Start of INFORMATION SHOWN

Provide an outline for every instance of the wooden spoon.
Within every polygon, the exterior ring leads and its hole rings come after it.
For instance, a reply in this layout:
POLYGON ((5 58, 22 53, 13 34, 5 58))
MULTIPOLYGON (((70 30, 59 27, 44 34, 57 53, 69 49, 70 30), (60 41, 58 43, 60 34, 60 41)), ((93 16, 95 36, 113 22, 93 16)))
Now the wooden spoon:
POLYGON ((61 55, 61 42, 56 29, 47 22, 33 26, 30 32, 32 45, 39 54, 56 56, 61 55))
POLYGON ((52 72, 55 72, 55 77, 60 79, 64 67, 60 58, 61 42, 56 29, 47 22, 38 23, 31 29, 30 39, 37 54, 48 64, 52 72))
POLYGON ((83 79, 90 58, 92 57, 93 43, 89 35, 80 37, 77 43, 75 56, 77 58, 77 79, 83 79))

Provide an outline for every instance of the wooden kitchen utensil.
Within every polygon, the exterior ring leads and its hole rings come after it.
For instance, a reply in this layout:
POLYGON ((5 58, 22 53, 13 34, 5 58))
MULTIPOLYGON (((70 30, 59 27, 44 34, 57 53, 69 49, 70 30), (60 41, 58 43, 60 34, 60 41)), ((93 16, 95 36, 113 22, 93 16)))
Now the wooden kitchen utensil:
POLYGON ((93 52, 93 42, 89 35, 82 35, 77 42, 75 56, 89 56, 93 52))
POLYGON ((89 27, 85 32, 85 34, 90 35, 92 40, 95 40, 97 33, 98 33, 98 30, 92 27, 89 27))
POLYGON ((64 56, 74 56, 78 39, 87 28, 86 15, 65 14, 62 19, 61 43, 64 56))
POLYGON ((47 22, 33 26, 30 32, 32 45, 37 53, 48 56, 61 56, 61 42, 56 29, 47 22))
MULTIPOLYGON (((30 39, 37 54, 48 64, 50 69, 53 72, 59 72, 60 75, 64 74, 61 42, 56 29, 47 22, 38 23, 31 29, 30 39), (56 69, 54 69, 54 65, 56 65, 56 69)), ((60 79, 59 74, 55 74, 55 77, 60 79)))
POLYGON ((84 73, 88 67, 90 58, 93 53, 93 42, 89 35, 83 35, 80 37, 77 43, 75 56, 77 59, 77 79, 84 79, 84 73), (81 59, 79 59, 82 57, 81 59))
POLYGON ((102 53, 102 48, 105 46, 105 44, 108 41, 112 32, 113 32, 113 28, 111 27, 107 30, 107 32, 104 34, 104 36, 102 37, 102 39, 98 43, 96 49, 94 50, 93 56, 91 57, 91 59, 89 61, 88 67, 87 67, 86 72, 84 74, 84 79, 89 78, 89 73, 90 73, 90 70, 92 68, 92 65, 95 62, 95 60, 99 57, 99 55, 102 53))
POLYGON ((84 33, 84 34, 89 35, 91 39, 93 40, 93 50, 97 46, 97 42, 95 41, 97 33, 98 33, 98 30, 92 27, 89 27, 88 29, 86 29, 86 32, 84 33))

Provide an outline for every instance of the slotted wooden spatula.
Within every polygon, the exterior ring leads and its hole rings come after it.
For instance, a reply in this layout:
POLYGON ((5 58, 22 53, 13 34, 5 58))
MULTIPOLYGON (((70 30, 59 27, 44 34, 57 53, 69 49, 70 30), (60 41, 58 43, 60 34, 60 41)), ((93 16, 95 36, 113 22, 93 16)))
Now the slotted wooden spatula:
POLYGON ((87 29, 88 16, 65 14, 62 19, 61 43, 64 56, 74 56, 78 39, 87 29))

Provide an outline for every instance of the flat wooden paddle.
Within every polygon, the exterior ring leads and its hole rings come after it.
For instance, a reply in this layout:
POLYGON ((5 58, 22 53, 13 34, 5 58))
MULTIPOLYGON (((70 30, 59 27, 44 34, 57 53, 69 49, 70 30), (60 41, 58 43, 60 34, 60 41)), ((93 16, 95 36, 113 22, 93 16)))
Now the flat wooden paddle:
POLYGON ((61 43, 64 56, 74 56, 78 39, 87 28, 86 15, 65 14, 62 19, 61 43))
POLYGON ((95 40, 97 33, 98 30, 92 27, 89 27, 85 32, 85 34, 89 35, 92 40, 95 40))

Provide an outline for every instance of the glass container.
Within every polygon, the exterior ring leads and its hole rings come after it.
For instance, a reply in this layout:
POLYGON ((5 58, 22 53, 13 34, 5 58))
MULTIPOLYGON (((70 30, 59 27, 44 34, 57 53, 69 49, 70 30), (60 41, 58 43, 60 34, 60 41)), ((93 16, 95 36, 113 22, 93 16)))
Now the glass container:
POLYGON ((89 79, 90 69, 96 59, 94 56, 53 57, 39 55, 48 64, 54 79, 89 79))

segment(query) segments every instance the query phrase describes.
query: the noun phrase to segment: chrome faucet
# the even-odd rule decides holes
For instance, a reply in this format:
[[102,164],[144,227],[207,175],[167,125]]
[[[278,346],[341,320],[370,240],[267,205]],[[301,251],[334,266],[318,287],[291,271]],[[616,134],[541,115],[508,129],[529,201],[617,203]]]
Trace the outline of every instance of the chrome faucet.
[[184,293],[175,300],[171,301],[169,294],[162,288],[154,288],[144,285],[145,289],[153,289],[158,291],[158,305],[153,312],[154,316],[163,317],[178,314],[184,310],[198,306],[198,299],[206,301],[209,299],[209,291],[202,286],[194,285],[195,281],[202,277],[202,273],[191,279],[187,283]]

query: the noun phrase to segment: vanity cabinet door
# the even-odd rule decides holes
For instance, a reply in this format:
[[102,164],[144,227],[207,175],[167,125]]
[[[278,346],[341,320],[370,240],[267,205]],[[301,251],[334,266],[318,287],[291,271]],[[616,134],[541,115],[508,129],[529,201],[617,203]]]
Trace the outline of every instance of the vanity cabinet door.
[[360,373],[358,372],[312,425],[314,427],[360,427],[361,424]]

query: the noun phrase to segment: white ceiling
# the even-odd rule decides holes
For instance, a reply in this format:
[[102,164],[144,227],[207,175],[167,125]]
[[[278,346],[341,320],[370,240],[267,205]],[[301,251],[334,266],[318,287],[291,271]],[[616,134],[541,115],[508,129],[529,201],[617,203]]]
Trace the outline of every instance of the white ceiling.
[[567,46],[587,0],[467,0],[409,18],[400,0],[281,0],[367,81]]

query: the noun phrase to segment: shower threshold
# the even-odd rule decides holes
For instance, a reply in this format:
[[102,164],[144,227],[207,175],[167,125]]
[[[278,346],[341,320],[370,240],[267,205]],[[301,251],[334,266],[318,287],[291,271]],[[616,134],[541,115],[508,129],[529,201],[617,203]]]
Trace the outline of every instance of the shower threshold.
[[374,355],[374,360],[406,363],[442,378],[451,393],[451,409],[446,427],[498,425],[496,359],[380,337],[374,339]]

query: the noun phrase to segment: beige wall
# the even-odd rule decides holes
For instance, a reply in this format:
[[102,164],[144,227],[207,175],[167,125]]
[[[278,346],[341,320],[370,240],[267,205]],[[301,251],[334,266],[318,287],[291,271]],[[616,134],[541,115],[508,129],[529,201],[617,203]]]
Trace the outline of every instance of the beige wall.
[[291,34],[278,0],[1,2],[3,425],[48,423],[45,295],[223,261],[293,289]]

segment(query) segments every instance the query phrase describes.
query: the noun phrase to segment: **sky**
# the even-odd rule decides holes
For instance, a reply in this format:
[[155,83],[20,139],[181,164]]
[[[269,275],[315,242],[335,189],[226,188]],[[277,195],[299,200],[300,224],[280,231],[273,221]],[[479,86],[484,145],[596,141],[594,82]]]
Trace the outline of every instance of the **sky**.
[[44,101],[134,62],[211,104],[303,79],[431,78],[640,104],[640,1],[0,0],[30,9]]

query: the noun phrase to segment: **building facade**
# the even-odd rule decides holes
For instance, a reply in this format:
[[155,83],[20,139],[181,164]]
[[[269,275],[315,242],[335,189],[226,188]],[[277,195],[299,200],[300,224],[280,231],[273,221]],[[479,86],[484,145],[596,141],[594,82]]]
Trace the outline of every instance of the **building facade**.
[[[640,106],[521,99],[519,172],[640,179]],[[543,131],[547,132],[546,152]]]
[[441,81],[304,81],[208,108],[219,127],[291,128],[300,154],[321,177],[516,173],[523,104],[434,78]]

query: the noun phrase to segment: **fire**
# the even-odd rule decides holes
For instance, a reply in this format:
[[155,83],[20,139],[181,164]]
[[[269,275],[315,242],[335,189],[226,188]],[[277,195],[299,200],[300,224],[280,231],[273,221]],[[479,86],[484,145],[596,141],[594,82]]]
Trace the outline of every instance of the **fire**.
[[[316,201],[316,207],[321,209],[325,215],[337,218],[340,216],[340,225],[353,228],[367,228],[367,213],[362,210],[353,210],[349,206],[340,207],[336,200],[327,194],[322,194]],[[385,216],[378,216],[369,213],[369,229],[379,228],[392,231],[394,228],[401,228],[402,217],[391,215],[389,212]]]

End of INFORMATION SHOWN

* [WHAT TO DO] Please count how many lines of the records include "query", giving the number and nothing else.

* [EXERCISE ANSWER] 10